▸ Saved entries
-- Opening Marker --

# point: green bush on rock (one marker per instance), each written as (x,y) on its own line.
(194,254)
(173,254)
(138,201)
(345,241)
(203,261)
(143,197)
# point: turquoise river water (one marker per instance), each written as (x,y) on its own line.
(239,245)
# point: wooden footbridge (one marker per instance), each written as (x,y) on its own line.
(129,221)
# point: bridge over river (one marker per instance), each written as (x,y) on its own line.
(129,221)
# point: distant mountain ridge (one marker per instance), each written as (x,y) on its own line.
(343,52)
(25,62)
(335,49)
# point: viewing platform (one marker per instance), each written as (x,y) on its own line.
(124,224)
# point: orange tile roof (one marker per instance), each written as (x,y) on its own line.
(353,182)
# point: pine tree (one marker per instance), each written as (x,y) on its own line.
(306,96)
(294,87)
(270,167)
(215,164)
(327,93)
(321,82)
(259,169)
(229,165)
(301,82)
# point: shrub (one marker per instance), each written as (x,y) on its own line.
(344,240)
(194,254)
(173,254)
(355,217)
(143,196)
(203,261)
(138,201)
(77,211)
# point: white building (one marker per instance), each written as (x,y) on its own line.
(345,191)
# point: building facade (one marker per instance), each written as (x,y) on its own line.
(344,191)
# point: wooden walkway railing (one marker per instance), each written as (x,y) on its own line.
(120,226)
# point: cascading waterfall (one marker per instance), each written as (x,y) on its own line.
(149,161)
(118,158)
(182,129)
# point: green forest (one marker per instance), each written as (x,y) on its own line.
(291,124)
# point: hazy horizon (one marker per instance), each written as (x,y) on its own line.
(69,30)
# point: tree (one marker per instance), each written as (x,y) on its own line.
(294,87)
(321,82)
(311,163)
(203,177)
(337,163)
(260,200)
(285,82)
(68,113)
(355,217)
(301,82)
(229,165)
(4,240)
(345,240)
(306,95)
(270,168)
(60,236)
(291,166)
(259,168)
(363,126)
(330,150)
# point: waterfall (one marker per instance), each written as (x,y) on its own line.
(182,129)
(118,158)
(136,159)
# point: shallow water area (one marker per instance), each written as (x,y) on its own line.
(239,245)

-- Closing Marker --

▸ Goal of the exercise
Write the lines out verbatim, from the one with "# point: hazy" through the last line of the entries, and stop there.

▸ Exercise result
# point: hazy horizon (one marker per instance), each written as (x,y) on its own line.
(69,30)
# point: tree (one marker per instance), each written as (x,y) on its own line.
(294,87)
(321,82)
(311,163)
(203,177)
(337,163)
(260,200)
(285,82)
(68,113)
(355,217)
(301,82)
(229,165)
(4,240)
(345,240)
(306,95)
(270,168)
(60,236)
(291,166)
(259,168)
(363,126)
(330,150)
# point: waterfall (one marker per instance), each written as (x,y) on its own line.
(182,129)
(118,158)
(136,159)
# point: shallow water area (one marker per instance), each written as (x,y) on its own line.
(239,245)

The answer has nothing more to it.